* **Task brief**:
Beginning at the line that includes "lantern with kanji.", return each line exactly through the end of the listing, and no line before it.

***** Supplied data

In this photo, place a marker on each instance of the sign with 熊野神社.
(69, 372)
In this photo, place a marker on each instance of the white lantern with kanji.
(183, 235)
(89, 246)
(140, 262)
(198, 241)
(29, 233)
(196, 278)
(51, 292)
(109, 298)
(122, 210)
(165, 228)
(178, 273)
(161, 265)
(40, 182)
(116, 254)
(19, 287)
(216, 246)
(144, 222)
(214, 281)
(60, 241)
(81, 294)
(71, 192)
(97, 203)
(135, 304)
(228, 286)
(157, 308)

**********

* **Output**:
In this photo, place a marker on each instance of the white lantern with kanji.
(183, 235)
(89, 246)
(140, 262)
(198, 241)
(29, 233)
(196, 278)
(51, 292)
(109, 298)
(122, 210)
(165, 228)
(178, 273)
(161, 265)
(40, 182)
(116, 254)
(19, 287)
(216, 246)
(144, 222)
(214, 281)
(60, 241)
(81, 294)
(71, 192)
(97, 203)
(135, 304)
(228, 286)
(157, 308)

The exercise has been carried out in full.